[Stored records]
+ + +

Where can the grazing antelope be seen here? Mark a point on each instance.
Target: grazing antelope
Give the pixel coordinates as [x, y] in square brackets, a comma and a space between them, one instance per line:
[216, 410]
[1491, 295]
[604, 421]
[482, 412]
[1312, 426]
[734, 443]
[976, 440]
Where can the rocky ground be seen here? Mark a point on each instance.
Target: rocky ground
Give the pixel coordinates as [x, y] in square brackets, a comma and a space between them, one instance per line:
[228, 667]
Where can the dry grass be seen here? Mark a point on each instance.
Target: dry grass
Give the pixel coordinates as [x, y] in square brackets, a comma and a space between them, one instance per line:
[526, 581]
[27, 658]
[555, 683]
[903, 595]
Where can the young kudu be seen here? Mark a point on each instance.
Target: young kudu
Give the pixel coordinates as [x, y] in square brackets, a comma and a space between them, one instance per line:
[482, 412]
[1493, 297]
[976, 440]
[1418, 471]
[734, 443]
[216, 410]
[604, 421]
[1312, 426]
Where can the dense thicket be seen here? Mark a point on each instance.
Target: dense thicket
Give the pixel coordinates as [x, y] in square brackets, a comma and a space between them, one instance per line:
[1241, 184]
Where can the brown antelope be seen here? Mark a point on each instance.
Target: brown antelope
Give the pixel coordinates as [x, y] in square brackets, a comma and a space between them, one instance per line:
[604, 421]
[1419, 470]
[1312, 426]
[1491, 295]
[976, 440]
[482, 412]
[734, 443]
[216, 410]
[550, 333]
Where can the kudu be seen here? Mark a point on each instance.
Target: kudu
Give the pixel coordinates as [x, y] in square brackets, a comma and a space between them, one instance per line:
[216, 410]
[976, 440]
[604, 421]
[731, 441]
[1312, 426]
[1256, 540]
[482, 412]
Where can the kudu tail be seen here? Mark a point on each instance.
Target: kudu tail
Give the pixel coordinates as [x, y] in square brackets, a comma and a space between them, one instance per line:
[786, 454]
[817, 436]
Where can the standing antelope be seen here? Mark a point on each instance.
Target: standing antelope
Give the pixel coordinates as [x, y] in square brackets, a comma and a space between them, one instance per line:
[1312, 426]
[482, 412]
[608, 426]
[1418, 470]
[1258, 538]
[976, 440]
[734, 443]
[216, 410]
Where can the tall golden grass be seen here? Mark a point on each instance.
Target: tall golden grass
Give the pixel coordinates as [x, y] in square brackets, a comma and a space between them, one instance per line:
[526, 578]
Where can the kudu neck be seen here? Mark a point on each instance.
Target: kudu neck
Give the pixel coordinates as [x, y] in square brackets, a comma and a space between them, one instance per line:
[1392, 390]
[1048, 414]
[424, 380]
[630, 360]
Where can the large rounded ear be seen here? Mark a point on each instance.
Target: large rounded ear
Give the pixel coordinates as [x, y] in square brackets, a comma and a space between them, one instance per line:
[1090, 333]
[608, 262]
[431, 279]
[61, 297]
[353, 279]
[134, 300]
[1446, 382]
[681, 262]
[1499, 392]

+ + +

Return precisely the lines of the records, starting with the line that holds "Where can the dense" and ending with the last one.

**OUTPUT OF THE EXERCISE**
Where can the dense thicket be seen here? Mark a point on each instance.
Target: dense thicket
Give the pixel coordinates as [x, y] in square brackets, a comma and a space between them, one instance per line:
[1241, 184]
Where can the brown antelope be seen here? Mark a point on each instance.
Target: brown antelope
Give the pixel coordinates as [x, y] in square brackets, a comma and a space between them, one instance per line:
[604, 421]
[1419, 470]
[1312, 426]
[1491, 295]
[976, 440]
[482, 412]
[734, 443]
[216, 410]
[550, 333]
Where can the kudu be seen here? Mark a point on each instance.
Target: kudu
Give the pixel coordinates as [x, y] in square brackets, a comma and a space between them, one instance per line:
[216, 410]
[976, 440]
[604, 421]
[731, 441]
[1312, 426]
[1256, 540]
[482, 412]
Where can the kudu tail be seen here? Mark a point on each instance.
Target: kudu tail
Give the pixel coordinates as [x, y] in square brackets, a comma and a space between them, one instance per line:
[786, 454]
[817, 436]
Where can the standing antelope be seen here? Mark a point on each instance.
Target: standing antelope
Give the pixel coordinates as [x, y] in square brackets, a comma and a space between them, one instance per line:
[1312, 426]
[482, 412]
[608, 426]
[1418, 470]
[1258, 538]
[976, 440]
[734, 443]
[216, 410]
Where can the tall golden grass be seen here? Mark a point on each instance.
Target: tall golden grass
Give the pixel coordinates as [x, y] in square brackets, a comma and a space between them, one instance per line:
[526, 578]
Where can the kudu neck be seen here? Mark a point on each instance.
Target: kudu neck
Give the pixel coordinates as [x, y] in square brackets, a comma and a space between them, one instance per line:
[1392, 390]
[1048, 414]
[424, 380]
[630, 360]
Where can the large rounded ear be seen here? Mark a point on each instance.
Target: large rounded ear
Give the pixel coordinates as [x, y] in square brackets, a comma and a space between them, one instance per line:
[1090, 333]
[608, 262]
[431, 279]
[61, 297]
[353, 279]
[134, 300]
[1446, 382]
[681, 262]
[1499, 392]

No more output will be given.